Избранный отрывок
Своеобразным документом тогдашней изоляции и одиночества стали кестнеровские "Письма самому себе". "Ты когда-то писал книги, надеясь, что другие люди, дети и те, кто уже перестал расти, узнают из них, что ты считаешь хорошим или плохим, красивым или безобразным, смешным или печальным, - с горечью размышлял этот "правнук немецкого Просвещения". - Ты надеялся принести пользу. Это была ошибка, над которой теперь можешь лишь снисходительно усмехаться... Ты напоминаешь человека, который пробовал уговорить рыб, чтобы они выбрались, наконец, на берег, научились бегать и убедились в преимуществах сухопутной жизни".
Лишь позже, после войны, Кестнер узнал, что старые его книги все эти годы продолжали, несмотря на запреты, ходить по рукам. Его стихи переписывали от руки в Варшавском гетто, и даже в армейских казармах читали тайком "Ты знаешь край, где расцветают пушки" и "Голоса из братской могилы":
Четыре года эта бойня длилась,
Четыре года длились, как века.
Строки, написанные о первой мировой войне, обретали новую, неожиданную злободневность.
Самого писателя еще раз доставляли в гестапо для объяснений. Он приспособился уклоняться от опасностей: когда в Берлине усиливалась волна арестов, переезжал в Дрезден, где по-прежнему жили его родители, и наоборот. Однажды, предупрежденный знакомыми об угрозе, он покинул Дрезден, едва приехав, - это было за несколько дней до того, как город был полностью разрушен англо-американской авиацией (родители выжили). Впоследствии Кестнер опубликовал дневник с записями 1945 года, где рассказывал о своей жизни в эти месяцы, когда агонизировал гитлеровский режим.
Сразу же после войны писатель, стосковавшийся по активной деятельности, с необычайной энергией включается в литературную жизнь. Обосновавшись в Мюнхене, он вместе с друзьями организует кабаре "Балаган", пишет для него спектакли и сатирические куплеты, руководит литературным отделом газеты "Нойе цайтунг", поздней начинает издавать журнал для юношества "Пингвин". Появляются сборники его старых и новых стихов ("Перебирая свои книги", 1946, "Повседневные дела", 1948), пьесы ("Школа диктаторов", 1949), книги для детей ("Двойная Лоттхен", 1949, "Конференция зверей", 1949). Он оказывается одним из тех, кто определял облик складывавшейся западногерманской литературы; во всяком случае, он представлял ее лучшую, наиболее авторитетную часть, обеспечивая преемственность демократических, антифашистских традиций. В 1952-1962 годах Кестнер был президентом, затем почетным президентом западногерманского ПЕН-центра.

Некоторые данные

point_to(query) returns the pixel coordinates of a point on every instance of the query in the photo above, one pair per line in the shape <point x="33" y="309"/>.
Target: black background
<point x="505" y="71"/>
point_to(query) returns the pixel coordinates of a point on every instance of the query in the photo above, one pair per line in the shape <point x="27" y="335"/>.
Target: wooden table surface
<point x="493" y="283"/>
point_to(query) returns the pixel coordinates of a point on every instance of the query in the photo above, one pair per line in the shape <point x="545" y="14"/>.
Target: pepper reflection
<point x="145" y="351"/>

Обязательные задания
A. В каком городе, согласно отрывку о Кестнере, писатель обосновался сразу после войны?
B. Перепишите фрагмент отрывка о Кестнере от «Лишь позже, после» до «длились, как века.», переименовав «Кестнер» в «писатель».
Эти данные взяты из другого источника.

Решения
A. В Мюнхене.

B.
Лишь позже, после войны, писатель узнал, что старые его книги все эти годы продолжали, несмотря на запреты, ходить по рукам. Его стихи переписывали от руки в Варшавском гетто, и даже в армейских казармах читали тайком "Ты знаешь край, где расцветают пушки" и "Голоса из братской могилы":
Четыре года эта бойня длилась,
Четыре года длились, как века.